→ **Text section**:
•••••

In truth, she has decoded very little of her own experience. She has tumbled from crisis to crisis throughout her life, a victim of accidents and chance. She has no regrets because she cannot remember a time when any desirable choice had been presented to her; there were no “missed opportunities.”

Born in El Paso, Texas, where her childhood was marred by an alcoholic father (“a violent stranger” is how she remembers him), Amalia is raped as a teen-ager and forced to marry her attacker, Salvador, who ends up a heroin addict, condemned to prison. Impregnated and abandoned by a second husband, Gabriel, who tells her “I can’t afford a child,” she follows him to California, first settling in Torrance, then Boyle Heights, only to discover herself alone in a frighteningly foreign place and pregnant once again, inhaling “the scorched odor of Los Angeles.”

Amalia’s troubles intensify later when her oldest son, Manuel, gets involved with a gang. “Juvenile home, county detention camp, youth authority, detention center, youth training school . . . Amalia could not keep the names straight. Manny was in and out of them . . . he was there for fighting, for stealing. Even the exact charges Amalia could not remember.” Manny dies in jail, the victim of a beating, or a suicide, no one is quite clear.

•••••

Records from a collection:

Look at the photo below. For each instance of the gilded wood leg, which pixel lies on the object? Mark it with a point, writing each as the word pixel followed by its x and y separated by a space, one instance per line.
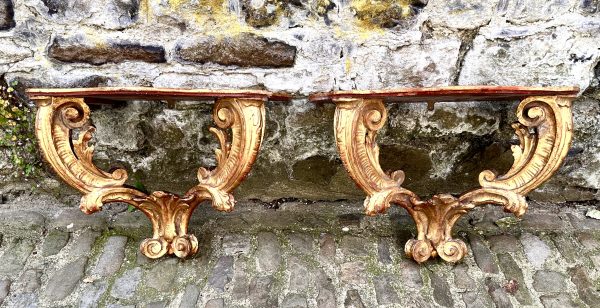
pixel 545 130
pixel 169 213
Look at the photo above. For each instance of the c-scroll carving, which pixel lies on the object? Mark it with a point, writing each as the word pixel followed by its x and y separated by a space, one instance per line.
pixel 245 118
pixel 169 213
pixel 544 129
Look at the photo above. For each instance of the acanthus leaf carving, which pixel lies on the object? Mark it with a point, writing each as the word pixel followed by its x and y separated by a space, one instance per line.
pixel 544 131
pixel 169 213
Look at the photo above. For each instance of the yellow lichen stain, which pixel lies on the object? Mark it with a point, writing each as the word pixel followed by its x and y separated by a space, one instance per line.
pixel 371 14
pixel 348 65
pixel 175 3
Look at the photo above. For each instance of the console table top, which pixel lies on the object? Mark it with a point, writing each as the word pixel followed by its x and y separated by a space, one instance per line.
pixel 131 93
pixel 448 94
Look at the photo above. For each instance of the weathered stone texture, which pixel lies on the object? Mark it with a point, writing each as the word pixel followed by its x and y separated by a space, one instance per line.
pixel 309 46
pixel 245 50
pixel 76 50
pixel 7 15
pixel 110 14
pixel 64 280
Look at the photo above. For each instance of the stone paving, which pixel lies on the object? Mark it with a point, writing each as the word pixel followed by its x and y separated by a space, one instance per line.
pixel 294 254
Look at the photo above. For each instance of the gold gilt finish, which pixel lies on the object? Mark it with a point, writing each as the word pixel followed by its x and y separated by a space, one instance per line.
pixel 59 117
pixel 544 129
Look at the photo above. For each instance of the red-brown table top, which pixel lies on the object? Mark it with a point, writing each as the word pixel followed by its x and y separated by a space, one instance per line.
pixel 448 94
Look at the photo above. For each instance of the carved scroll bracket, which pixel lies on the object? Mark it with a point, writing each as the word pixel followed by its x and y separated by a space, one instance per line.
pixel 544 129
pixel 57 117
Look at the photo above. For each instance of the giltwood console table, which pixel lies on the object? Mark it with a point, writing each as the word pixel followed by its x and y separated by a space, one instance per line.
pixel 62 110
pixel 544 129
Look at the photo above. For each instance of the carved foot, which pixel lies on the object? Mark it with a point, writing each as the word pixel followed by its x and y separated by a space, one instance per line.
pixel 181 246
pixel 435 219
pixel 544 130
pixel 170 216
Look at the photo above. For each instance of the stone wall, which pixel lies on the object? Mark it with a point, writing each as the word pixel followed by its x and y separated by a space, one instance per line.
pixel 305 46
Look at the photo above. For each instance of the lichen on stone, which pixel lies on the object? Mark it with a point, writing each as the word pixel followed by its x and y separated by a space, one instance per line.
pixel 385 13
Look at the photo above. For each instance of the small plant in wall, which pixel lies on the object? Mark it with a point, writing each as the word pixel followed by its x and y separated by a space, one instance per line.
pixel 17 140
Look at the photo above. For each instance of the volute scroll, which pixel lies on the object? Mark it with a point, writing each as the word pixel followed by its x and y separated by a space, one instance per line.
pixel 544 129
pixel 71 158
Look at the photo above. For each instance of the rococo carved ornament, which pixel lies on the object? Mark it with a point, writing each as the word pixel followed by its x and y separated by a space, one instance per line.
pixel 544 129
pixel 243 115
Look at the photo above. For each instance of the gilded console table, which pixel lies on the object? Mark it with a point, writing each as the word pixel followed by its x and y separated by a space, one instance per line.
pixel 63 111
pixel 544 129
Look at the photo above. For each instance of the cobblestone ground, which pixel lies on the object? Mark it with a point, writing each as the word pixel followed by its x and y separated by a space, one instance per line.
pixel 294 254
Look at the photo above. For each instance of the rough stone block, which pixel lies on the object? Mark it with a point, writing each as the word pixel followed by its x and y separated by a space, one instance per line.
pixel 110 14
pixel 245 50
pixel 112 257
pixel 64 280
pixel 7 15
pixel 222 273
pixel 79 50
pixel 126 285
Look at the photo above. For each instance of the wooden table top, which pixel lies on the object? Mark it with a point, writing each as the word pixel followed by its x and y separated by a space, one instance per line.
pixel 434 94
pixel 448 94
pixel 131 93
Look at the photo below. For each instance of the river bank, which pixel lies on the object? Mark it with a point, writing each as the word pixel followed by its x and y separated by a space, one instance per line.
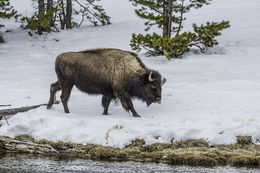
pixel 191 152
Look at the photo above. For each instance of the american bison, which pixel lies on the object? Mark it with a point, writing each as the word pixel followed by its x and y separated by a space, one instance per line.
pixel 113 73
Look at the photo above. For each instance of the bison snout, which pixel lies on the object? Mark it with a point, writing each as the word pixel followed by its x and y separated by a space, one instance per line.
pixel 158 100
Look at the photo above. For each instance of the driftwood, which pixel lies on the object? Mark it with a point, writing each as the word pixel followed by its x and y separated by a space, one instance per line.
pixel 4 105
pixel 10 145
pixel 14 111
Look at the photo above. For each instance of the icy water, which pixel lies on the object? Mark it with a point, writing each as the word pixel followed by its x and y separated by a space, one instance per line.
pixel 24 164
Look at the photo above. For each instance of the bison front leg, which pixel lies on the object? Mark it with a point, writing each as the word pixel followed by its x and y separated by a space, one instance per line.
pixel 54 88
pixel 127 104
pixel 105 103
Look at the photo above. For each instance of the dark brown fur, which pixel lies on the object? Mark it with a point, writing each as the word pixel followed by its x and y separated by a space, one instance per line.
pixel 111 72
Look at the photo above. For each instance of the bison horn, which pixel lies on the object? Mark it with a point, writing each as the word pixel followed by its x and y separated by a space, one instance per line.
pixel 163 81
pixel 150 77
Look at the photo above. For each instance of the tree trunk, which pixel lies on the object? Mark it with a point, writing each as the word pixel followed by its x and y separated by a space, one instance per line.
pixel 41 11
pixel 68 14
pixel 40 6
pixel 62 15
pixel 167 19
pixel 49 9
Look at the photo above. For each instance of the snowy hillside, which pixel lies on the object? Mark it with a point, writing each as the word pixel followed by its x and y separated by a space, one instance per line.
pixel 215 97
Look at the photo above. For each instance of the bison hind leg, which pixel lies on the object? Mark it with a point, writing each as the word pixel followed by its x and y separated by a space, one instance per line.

•••••

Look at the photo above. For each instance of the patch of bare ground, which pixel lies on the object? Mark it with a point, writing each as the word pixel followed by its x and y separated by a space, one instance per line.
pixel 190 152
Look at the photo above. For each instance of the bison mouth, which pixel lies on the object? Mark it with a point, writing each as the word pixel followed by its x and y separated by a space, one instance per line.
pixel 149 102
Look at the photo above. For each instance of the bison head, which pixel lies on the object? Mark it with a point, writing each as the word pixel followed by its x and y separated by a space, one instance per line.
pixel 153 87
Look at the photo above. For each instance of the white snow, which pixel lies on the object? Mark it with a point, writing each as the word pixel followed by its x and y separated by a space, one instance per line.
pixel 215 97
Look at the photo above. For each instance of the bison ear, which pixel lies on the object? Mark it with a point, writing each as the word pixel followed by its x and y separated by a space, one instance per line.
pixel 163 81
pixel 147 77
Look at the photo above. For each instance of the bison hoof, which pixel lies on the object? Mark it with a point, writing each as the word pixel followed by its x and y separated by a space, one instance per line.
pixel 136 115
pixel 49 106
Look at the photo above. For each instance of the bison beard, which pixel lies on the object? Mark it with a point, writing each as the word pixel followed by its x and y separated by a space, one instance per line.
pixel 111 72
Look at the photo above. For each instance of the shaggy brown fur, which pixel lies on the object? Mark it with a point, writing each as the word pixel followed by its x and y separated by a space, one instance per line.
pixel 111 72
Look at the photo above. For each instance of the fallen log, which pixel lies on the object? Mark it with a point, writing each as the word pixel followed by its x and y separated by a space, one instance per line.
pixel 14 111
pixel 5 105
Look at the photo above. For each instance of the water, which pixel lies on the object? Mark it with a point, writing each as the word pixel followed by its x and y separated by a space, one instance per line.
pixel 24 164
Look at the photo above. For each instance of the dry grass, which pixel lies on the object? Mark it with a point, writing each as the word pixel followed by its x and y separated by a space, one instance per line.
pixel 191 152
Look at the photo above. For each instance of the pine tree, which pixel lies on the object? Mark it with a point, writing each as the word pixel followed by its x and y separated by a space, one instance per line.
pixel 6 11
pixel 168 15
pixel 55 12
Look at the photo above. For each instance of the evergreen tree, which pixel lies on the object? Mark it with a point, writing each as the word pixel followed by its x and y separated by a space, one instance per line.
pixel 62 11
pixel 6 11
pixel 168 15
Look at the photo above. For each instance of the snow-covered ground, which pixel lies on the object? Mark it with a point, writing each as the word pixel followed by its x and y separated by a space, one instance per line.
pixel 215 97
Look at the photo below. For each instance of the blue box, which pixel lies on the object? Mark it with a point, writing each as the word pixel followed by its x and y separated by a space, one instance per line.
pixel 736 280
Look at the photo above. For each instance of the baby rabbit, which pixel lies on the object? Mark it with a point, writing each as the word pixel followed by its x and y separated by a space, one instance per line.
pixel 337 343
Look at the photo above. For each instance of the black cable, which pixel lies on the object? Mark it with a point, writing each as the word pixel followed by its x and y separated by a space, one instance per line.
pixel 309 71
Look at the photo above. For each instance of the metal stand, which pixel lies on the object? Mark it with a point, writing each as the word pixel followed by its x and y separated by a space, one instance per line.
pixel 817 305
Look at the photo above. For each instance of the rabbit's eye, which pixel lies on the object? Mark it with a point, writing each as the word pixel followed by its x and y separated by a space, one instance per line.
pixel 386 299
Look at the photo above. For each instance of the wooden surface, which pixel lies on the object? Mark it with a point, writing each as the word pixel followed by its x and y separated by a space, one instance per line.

•••••

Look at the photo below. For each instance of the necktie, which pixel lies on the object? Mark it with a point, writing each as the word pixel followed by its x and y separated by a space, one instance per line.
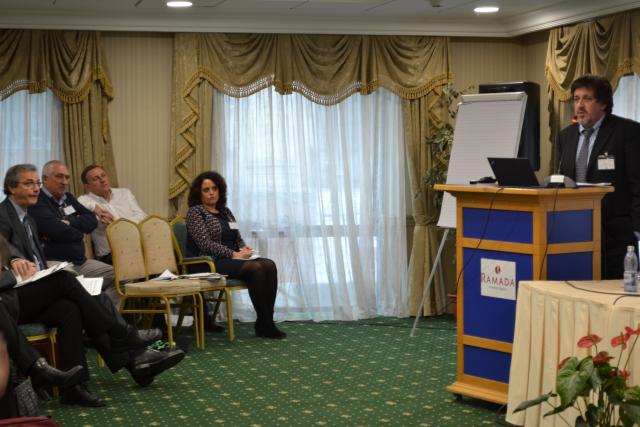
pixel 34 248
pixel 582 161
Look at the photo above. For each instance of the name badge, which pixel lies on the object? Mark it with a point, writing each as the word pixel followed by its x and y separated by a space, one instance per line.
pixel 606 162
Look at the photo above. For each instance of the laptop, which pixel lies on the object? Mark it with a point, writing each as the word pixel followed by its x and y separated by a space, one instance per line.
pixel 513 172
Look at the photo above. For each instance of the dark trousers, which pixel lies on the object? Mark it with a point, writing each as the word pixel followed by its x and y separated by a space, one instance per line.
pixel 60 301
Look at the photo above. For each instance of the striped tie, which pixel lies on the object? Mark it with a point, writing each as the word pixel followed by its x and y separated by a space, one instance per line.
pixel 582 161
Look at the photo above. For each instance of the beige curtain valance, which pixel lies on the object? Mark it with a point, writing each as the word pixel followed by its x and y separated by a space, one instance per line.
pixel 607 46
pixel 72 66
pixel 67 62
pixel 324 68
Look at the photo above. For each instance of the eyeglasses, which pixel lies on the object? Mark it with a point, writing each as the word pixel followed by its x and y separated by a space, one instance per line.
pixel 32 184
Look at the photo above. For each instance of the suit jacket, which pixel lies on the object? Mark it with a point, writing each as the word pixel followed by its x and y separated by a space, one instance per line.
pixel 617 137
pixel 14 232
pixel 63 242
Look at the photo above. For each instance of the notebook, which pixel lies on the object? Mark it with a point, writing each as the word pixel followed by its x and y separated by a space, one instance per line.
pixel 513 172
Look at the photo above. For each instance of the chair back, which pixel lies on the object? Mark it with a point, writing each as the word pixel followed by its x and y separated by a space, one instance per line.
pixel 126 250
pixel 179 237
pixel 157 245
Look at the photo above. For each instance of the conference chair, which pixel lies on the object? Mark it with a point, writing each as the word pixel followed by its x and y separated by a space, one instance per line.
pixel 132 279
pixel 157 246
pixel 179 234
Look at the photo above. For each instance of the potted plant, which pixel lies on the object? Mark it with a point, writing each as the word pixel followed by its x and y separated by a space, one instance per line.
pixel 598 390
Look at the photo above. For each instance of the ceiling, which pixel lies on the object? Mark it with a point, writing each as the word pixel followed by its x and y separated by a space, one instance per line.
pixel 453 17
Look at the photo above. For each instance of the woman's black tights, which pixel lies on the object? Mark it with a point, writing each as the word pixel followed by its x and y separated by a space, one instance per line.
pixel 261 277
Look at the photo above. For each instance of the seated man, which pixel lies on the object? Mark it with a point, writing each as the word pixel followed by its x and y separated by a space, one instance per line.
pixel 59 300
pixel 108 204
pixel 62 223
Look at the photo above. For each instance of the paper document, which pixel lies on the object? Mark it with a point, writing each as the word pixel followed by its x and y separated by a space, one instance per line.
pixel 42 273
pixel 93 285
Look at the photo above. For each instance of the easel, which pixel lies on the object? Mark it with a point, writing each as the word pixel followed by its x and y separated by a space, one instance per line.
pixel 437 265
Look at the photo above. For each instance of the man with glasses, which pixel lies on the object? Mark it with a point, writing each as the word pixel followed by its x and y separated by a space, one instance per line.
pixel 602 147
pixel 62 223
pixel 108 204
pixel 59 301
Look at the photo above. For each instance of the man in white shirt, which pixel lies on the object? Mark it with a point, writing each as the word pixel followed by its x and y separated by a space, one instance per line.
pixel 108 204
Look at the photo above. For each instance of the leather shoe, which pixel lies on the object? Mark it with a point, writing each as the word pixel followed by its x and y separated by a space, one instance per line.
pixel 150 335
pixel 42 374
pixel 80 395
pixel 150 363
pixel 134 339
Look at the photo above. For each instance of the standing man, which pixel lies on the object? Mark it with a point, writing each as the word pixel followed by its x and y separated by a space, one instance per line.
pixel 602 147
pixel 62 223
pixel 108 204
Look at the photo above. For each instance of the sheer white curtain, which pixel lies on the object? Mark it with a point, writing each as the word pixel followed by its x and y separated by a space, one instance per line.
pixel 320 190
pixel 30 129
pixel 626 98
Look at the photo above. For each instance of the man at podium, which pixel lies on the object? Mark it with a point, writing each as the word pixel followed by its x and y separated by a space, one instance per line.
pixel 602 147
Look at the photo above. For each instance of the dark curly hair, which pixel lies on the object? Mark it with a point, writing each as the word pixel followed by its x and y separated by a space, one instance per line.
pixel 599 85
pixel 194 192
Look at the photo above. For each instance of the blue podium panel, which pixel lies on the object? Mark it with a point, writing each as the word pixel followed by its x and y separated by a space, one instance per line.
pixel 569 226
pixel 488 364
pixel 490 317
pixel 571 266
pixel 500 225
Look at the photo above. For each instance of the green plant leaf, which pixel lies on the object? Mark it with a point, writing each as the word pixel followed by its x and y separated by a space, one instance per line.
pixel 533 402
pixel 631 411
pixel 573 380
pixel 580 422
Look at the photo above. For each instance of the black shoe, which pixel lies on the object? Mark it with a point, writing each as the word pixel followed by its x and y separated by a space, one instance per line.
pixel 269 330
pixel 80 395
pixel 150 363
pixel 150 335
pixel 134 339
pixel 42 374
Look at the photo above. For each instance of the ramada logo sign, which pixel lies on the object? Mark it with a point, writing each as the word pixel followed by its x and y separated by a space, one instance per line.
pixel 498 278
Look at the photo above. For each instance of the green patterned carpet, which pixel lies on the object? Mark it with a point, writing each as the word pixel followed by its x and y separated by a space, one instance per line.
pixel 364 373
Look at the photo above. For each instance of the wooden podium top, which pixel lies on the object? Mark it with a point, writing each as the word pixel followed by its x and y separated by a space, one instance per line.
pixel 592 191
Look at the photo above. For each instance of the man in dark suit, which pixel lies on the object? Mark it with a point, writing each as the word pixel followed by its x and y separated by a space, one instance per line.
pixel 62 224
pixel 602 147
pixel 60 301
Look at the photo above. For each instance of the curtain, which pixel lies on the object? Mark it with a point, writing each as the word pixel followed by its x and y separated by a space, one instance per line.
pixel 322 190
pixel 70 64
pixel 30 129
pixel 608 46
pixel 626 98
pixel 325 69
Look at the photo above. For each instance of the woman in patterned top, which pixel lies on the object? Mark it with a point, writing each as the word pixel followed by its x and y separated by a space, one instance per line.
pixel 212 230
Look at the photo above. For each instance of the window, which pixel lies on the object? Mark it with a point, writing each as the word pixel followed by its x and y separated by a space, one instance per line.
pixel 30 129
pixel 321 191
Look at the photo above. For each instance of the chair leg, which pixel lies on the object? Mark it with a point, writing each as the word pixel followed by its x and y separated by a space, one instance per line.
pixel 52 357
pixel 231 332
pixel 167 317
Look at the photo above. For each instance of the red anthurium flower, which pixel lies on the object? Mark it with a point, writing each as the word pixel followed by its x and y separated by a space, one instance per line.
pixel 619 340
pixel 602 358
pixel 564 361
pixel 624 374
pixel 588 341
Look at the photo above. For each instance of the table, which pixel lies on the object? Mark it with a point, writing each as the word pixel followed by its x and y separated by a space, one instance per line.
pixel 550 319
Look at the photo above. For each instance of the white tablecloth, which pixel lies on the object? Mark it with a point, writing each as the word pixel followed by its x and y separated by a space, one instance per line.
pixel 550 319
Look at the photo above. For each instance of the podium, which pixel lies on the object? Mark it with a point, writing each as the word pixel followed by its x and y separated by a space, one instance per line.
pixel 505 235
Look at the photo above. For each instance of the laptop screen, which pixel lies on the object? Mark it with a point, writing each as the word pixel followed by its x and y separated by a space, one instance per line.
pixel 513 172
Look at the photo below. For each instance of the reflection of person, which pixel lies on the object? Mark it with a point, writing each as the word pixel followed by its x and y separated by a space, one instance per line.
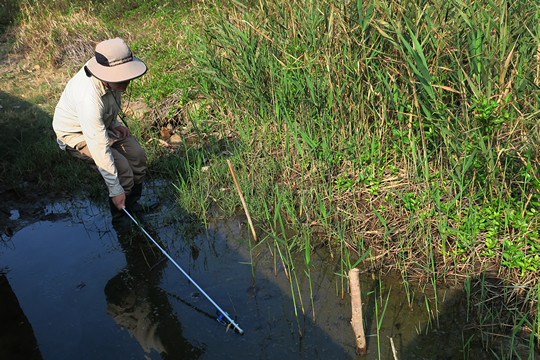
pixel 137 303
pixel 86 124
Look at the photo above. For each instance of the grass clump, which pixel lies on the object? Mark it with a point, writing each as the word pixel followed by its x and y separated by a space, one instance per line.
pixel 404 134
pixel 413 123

•••••

→ **Problems and tasks**:
- 1) In the text about Amalia, in which city was she born?
- 2) Scale the records in the stretch from the line that contains "bison mouth, which" through the line that contains "pixel 153 87", rewriting those lines with their requests and multiplying each pixel coordinate in the answers by 2.2. Round each result to a whole number, with halves rounded up.

→ **Responses for each task**:
- 1) El Paso, Texas

- 2)
Look at the photo above. For each instance of the bison mouth, which pixel lies on the object? Mark it with a point, writing each as the word pixel followed by its x and y separated by a space, one instance per line.
pixel 328 224
Look at the photo above. For each instance of the bison head, which pixel lies on the object? Mark it with a point, writing each as the word pixel followed by its x and y separated by a space, one instance per line.
pixel 337 191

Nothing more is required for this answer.